(Collected data)
------------------------------------------------------------

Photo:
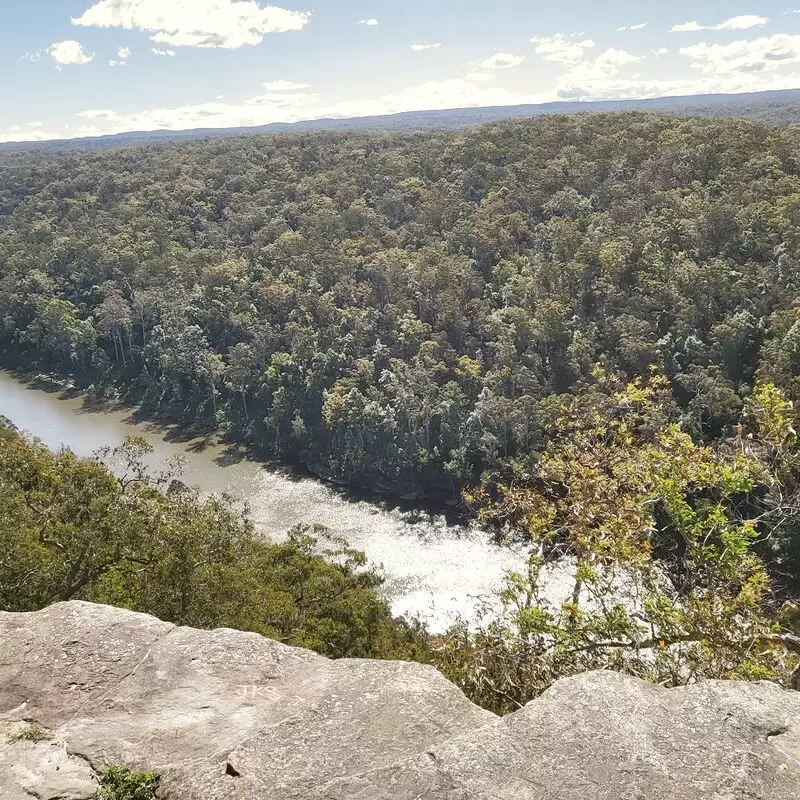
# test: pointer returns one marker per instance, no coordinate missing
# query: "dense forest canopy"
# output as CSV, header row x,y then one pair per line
x,y
586,326
71,530
394,310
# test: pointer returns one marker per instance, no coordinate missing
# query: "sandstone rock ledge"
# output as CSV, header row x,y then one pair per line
x,y
224,714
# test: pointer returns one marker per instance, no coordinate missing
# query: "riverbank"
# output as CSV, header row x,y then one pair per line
x,y
435,568
418,505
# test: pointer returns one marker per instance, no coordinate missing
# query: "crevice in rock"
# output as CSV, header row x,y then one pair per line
x,y
231,770
774,734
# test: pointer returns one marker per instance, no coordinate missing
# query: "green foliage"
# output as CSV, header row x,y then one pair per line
x,y
661,534
31,732
120,783
69,529
394,310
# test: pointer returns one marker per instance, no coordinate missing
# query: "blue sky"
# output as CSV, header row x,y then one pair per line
x,y
88,67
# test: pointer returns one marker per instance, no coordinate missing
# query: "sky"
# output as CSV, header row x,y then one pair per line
x,y
91,67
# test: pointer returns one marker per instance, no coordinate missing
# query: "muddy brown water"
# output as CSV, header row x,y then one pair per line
x,y
433,568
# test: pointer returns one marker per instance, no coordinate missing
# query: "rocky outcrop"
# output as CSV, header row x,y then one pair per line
x,y
225,714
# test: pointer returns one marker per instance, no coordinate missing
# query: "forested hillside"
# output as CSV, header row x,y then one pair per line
x,y
397,310
587,327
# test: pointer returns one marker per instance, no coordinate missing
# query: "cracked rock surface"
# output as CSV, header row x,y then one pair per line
x,y
224,714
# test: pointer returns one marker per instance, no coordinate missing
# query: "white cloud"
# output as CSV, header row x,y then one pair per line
x,y
69,52
502,61
562,48
123,53
740,23
284,86
763,55
199,23
480,77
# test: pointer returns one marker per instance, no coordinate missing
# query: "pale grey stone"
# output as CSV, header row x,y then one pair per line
x,y
224,714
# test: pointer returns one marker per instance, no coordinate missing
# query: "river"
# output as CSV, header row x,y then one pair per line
x,y
433,569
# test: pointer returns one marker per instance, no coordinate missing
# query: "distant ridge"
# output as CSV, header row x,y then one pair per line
x,y
775,106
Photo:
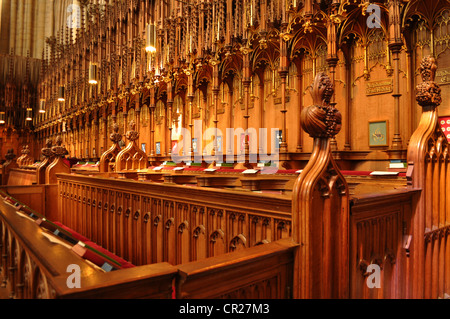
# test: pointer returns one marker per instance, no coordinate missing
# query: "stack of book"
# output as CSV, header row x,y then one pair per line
x,y
398,166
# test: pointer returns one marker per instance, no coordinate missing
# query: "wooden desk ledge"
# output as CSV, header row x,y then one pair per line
x,y
236,258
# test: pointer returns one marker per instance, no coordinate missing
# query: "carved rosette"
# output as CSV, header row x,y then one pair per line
x,y
321,119
428,92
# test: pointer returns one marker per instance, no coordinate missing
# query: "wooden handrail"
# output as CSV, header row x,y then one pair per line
x,y
108,158
57,165
131,158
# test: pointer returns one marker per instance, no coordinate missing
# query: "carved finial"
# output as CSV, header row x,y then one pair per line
x,y
428,92
59,150
115,136
47,151
132,135
10,155
25,149
321,119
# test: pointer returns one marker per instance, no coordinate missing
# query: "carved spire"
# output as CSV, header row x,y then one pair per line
x,y
428,92
321,119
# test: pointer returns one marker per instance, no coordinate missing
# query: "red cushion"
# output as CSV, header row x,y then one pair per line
x,y
92,256
123,263
357,173
76,235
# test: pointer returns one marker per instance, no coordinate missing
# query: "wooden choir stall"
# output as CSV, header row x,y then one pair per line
x,y
312,240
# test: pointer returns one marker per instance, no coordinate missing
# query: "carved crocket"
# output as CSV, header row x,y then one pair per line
x,y
321,119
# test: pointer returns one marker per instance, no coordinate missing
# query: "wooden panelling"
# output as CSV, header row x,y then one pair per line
x,y
149,223
378,232
261,272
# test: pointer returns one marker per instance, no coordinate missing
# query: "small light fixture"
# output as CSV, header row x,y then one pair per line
x,y
42,107
29,114
150,38
61,94
93,74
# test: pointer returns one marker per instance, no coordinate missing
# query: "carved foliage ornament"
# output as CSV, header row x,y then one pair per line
x,y
428,92
47,151
10,155
132,134
321,119
115,136
58,150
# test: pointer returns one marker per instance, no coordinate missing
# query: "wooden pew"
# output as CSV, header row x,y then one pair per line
x,y
428,170
154,222
323,239
8,165
34,265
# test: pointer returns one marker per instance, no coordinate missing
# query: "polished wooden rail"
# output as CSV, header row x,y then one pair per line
x,y
378,225
429,170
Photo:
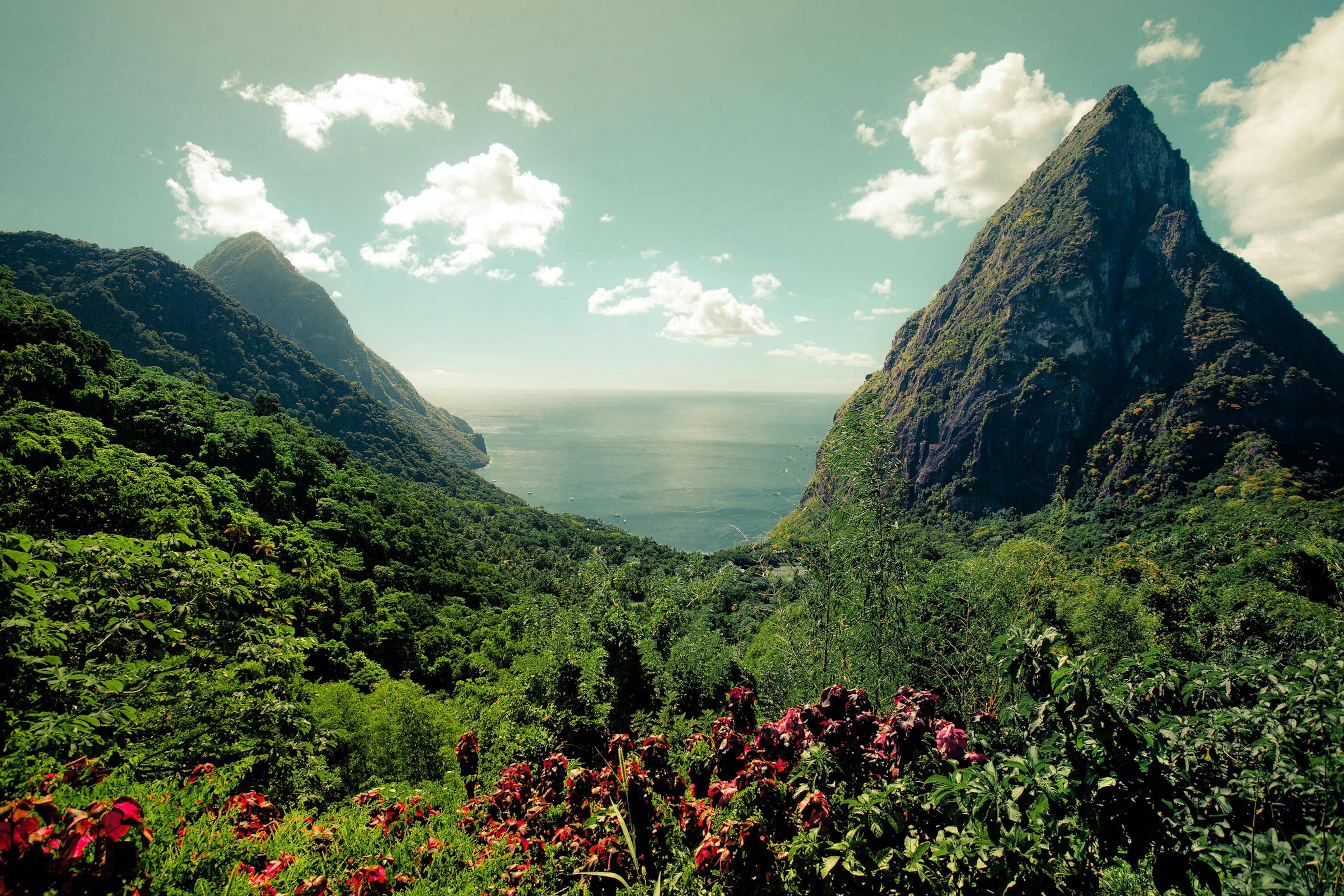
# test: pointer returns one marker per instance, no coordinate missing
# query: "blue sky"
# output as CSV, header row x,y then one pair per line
x,y
675,195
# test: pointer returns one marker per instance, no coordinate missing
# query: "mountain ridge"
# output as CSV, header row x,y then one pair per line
x,y
253,272
1096,338
166,315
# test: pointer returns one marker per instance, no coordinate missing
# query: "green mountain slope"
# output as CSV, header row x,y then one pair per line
x,y
1094,336
252,271
159,312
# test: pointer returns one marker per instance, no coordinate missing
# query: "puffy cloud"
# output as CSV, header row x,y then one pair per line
x,y
550,276
506,100
452,265
390,253
867,135
488,199
765,287
1166,45
1279,176
873,312
307,116
814,352
227,206
715,317
976,146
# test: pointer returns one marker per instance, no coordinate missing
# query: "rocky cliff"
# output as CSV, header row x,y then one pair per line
x,y
1094,336
252,271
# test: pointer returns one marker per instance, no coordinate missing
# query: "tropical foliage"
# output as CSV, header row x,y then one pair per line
x,y
241,660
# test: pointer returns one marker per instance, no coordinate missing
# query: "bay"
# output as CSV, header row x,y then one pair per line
x,y
694,471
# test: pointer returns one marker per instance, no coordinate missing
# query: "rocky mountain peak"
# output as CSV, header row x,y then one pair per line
x,y
1094,290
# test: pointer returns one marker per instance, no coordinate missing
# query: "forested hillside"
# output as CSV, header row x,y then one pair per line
x,y
1096,339
252,271
245,662
162,314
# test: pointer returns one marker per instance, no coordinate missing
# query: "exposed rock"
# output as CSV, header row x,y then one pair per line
x,y
1096,336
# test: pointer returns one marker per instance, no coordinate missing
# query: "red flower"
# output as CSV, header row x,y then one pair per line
x,y
369,880
722,792
815,812
312,887
952,741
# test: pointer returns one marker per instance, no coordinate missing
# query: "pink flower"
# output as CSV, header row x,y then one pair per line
x,y
952,741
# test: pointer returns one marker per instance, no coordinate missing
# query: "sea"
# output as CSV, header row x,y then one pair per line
x,y
694,471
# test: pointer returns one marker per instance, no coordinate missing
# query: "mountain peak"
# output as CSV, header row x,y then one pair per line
x,y
1094,338
256,273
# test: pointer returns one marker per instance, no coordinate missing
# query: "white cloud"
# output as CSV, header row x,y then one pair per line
x,y
226,206
715,317
452,265
1166,45
488,199
550,276
814,352
867,135
1279,175
307,116
506,100
765,287
976,146
390,253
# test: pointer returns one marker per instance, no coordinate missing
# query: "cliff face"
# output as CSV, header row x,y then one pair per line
x,y
252,271
1094,332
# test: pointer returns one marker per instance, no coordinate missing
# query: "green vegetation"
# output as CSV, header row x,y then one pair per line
x,y
252,271
162,314
224,626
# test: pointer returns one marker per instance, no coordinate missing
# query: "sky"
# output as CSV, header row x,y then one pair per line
x,y
738,197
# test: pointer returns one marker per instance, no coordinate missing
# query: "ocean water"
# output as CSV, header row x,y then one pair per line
x,y
695,471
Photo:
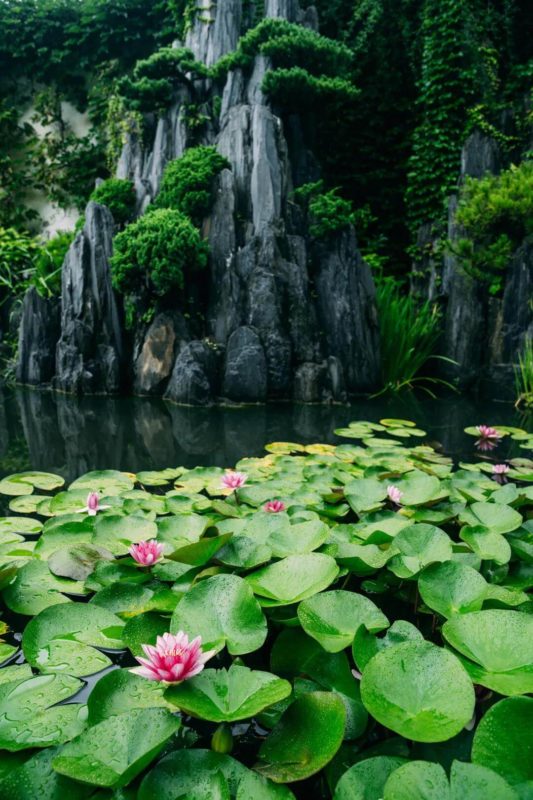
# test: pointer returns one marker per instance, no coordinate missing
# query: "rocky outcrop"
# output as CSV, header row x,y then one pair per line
x,y
484,334
89,357
282,315
38,334
154,362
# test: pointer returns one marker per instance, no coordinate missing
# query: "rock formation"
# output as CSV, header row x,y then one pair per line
x,y
286,317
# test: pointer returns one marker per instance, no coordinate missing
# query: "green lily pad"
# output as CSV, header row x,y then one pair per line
x,y
113,752
119,691
407,689
500,642
223,611
452,588
29,716
221,695
503,739
293,578
305,739
333,618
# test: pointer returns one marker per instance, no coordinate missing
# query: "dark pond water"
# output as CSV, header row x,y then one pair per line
x,y
70,435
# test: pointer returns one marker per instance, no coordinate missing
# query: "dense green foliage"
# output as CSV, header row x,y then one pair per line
x,y
496,213
119,196
369,635
188,181
409,332
155,254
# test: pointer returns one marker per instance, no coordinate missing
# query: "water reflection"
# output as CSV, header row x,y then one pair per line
x,y
70,435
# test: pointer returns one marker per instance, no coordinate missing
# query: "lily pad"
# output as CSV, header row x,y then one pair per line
x,y
407,689
333,618
223,611
116,750
228,695
500,642
305,739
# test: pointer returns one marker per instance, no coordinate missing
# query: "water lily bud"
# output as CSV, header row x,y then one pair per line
x,y
222,741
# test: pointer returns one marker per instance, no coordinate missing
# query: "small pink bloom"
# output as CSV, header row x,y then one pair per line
x,y
486,445
147,553
93,505
173,658
500,469
275,506
233,480
487,432
394,494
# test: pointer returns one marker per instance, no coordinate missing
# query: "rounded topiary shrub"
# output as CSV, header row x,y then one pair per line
x,y
119,197
154,254
188,182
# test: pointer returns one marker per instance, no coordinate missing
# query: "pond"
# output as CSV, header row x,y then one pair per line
x,y
72,435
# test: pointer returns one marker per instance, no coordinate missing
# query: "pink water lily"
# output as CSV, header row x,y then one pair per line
x,y
274,506
173,658
93,505
500,471
394,494
233,480
147,553
487,432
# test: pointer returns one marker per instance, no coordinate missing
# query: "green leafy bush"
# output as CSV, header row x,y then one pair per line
x,y
187,183
46,276
363,614
496,213
328,212
119,196
409,332
155,254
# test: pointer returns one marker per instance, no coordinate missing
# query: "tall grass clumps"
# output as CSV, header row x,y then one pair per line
x,y
409,332
327,621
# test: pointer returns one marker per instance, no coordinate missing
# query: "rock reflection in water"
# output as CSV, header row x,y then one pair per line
x,y
71,435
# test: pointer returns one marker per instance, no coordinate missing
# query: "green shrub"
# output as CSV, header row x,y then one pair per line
x,y
154,254
187,183
496,213
17,253
47,264
409,331
119,196
328,212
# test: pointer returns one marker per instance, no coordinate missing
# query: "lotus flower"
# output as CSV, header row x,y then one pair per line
x,y
93,505
394,494
147,553
173,658
274,506
233,480
486,432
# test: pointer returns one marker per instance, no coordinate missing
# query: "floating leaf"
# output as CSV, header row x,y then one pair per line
x,y
228,695
333,618
407,689
113,752
305,739
223,611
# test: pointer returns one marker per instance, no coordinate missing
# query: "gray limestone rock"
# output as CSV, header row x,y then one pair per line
x,y
245,372
38,335
89,353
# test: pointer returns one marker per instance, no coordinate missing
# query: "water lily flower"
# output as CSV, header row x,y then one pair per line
x,y
274,506
93,505
233,480
173,658
487,432
147,553
394,494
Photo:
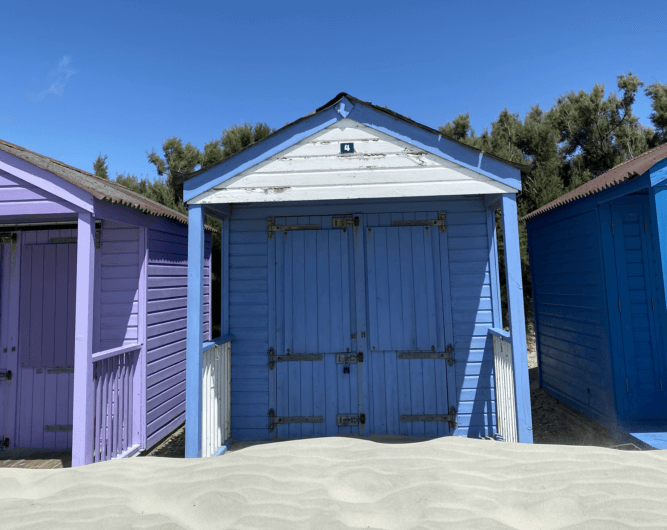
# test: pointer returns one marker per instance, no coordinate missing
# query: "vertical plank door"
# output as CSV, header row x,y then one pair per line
x,y
408,374
641,370
314,318
46,343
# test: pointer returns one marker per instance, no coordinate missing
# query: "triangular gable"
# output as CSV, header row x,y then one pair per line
x,y
392,158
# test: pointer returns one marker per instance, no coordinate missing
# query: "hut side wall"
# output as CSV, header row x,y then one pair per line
x,y
471,292
571,313
18,198
118,265
166,328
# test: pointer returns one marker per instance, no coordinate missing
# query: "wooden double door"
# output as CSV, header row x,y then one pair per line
x,y
37,328
359,343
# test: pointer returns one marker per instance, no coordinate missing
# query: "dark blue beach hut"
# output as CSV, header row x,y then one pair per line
x,y
92,311
598,256
360,284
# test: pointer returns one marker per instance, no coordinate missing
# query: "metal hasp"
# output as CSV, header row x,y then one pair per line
x,y
57,428
450,418
448,355
345,221
275,420
441,221
347,358
60,370
272,227
273,358
345,420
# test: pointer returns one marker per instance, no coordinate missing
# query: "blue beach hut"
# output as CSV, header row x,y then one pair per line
x,y
598,258
360,285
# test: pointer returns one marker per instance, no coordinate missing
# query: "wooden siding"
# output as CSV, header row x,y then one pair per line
x,y
17,198
381,166
571,311
166,329
470,288
118,269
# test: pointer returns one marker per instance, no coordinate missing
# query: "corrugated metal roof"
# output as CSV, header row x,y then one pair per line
x,y
621,173
106,190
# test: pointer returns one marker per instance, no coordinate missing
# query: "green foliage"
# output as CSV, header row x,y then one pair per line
x,y
658,95
100,167
156,190
581,136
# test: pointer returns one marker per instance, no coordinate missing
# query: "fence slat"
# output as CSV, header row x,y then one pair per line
x,y
113,387
216,396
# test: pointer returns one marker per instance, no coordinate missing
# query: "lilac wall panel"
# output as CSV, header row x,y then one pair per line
x,y
119,269
20,198
166,329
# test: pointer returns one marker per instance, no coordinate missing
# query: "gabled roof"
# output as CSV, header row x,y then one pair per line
x,y
615,176
382,119
102,189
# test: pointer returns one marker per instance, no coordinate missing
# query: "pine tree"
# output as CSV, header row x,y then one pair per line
x,y
100,167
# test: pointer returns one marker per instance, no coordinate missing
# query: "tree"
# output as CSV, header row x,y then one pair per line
x,y
658,95
239,137
100,167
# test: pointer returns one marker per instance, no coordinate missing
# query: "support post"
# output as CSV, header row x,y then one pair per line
x,y
517,319
658,207
195,332
82,435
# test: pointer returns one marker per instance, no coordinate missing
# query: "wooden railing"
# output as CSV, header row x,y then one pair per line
x,y
504,379
216,395
116,409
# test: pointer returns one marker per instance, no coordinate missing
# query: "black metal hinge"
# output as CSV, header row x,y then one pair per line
x,y
449,418
345,221
448,354
272,227
283,420
273,358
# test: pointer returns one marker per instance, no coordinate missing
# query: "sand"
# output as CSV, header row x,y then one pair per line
x,y
351,483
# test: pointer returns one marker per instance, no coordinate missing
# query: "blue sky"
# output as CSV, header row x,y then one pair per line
x,y
83,78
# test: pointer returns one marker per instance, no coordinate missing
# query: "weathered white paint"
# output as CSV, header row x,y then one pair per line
x,y
381,166
216,399
505,400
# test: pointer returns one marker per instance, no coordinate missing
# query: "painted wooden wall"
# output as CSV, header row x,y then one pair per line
x,y
18,198
380,166
470,284
571,313
166,328
118,268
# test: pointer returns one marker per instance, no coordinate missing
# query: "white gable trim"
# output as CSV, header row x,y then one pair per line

------------------------------------------------------------

◆ **Do this**:
Count how many lines of the items above contain the string "peak", treating uppercase and lowercase as different, and give only that number.

◆ **Exercise response**:
2